DOCUMENT SECTION
On the author's machine this prints `0.25`, so with $N=4$ we are getting the worst possible load balance.

**Can you see why?**

### Single cell simulation

In this example we are running `ringtest.py` with a single cell (`nring=1` and `ncell=1`) that is quite complex (`branch=5000` and `compart=5`):

In [None]:
single_cell_args = (
    "-nring",
    1,
    "-ncell",
    1,
    "-npt",
    1,
    "-branch",
    5000,
    5000,
    "-compart",
    5,
    5,
    "-tstop",
    5,
)
single_cell_thread_data = {
    "data": {nt: ringtest("-nt", nt, *single_cell_args) for nt in pows_of_2(max=8)},
    "label": "Thread parallelism",
}

In [None]:
scaling_plot([single_cell_thread_data])

Does this model benefit from using multiple threads? **Do you know why?**

**What NEURON feature could we use to take advantage of multiple threads in this model?**

*Next part is a spoiler/solution*

In [None]:
single_cell_multisplit_thread_data = {
    "data": {
        nt: ringtest("-nt", nt, "-multisplit", *single_cell_args)
        for nt in pows_of_2(max=8)
    },
    "label": "Multisplit + threads",
}

In [None]:
scaling_plot([single_cell_thread_data, single_cell_multisplit_thread_data])

### Other topics

Some other questions that might be interesting:
* Is CoreNEURON (`-coreneuron`) faster than NEURON?
  * When is the difference smaller / larger?
  * If you have an NVIDIA GPU on your machine we could try the `-gpu` option (but this is a little more involved...)

MATERIAL SUPPLIED

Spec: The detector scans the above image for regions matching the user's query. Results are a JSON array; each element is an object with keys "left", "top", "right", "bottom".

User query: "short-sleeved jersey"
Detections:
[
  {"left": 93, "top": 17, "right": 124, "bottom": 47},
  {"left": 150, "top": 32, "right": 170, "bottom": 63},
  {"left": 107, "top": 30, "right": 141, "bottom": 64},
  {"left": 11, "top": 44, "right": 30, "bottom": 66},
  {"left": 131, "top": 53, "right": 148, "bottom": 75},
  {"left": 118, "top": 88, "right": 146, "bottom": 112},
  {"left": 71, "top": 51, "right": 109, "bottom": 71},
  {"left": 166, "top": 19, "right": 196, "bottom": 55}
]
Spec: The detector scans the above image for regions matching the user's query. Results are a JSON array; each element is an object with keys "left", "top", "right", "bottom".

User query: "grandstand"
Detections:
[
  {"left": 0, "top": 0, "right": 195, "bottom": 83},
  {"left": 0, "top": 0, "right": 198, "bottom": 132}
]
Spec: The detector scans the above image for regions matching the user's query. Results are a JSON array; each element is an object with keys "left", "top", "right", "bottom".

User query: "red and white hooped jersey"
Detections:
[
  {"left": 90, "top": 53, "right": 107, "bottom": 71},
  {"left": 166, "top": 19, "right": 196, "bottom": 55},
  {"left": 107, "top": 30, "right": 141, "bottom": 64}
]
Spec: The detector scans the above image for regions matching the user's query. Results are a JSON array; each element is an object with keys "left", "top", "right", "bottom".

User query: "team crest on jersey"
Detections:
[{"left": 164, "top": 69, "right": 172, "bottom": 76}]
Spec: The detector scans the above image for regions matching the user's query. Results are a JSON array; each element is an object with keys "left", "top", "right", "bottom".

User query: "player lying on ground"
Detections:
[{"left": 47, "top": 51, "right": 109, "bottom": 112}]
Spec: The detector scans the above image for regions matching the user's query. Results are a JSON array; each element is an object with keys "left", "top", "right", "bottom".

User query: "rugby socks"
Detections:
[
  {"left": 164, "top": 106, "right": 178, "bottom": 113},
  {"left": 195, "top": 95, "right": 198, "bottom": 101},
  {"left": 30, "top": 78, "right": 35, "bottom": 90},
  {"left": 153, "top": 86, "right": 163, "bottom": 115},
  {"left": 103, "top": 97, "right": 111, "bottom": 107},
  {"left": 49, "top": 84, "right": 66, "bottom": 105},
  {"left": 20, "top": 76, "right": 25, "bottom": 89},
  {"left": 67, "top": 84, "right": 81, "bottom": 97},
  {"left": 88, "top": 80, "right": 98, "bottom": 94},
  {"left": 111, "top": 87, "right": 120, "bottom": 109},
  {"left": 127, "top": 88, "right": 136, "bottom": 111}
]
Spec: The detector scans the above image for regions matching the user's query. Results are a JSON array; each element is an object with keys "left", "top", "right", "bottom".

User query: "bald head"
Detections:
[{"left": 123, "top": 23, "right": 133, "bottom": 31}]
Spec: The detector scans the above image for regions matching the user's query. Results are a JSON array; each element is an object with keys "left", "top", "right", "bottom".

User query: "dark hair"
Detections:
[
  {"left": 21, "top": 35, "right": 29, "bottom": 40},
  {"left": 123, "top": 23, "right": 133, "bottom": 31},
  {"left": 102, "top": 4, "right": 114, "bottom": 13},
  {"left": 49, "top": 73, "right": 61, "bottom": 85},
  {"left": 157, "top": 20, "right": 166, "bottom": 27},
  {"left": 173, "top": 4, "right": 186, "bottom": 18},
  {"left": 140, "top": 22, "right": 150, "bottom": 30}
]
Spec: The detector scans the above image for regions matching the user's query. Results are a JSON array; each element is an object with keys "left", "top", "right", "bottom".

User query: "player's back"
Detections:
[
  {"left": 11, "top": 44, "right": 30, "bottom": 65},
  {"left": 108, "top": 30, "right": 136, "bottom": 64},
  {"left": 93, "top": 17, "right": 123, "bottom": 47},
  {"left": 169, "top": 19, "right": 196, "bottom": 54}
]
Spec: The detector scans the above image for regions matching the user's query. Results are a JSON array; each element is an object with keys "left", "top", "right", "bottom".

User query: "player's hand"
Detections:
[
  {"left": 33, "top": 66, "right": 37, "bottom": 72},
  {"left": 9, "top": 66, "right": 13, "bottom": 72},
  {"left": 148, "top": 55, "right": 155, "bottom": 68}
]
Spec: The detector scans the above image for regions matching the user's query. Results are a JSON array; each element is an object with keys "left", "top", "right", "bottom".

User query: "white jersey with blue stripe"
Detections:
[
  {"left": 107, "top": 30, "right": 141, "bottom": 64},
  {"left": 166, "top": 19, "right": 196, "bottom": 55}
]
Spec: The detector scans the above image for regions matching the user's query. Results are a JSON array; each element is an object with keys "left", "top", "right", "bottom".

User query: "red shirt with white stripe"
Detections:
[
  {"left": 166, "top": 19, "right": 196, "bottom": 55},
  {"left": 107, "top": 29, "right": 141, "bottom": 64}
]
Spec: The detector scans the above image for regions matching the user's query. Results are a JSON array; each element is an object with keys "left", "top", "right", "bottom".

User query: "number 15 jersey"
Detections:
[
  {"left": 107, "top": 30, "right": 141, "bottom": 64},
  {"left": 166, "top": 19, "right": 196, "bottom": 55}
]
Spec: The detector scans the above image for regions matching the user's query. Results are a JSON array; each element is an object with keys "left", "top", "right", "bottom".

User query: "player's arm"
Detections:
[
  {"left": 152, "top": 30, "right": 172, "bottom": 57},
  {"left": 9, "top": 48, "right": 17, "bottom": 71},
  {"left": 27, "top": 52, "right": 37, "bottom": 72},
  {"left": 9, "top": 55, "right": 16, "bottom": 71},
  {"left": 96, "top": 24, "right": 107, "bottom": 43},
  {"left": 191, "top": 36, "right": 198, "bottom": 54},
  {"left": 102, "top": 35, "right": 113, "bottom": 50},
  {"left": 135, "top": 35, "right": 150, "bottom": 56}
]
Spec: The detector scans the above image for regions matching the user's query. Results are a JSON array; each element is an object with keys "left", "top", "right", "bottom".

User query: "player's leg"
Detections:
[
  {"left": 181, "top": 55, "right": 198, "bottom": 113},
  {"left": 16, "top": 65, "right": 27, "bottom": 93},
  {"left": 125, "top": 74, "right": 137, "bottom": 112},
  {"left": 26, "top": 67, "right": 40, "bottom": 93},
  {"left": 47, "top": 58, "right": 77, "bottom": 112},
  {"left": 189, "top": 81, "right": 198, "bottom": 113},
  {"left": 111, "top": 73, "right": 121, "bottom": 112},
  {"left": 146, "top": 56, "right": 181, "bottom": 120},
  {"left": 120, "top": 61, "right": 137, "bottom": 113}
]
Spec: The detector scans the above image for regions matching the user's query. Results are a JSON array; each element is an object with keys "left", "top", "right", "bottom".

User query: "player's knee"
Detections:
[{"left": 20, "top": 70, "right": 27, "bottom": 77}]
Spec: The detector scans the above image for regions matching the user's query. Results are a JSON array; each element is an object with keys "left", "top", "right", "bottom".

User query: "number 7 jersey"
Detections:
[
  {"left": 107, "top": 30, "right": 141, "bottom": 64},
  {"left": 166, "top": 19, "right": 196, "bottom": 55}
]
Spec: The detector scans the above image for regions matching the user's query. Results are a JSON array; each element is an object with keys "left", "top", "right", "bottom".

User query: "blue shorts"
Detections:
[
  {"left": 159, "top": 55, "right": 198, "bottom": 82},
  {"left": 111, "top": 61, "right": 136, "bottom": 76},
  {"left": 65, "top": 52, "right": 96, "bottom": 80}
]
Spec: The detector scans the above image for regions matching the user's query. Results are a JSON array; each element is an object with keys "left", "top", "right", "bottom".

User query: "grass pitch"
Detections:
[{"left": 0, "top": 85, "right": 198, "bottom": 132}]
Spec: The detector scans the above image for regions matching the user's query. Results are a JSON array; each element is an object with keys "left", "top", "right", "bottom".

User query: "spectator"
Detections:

YOUR INSTRUCTIONS
Answer these about the NEURON tutorial excerpt:
1. What value does the author's machine print when $N=4$?
2. What label is given to the data that uses the `-multisplit` option?
3. Which option does the excerpt suggest trying on a machine with an NVIDIA GPU?

FULL OUTPUT
1. `0.25`
2. "Multisplit + threads"
3. `-gpu`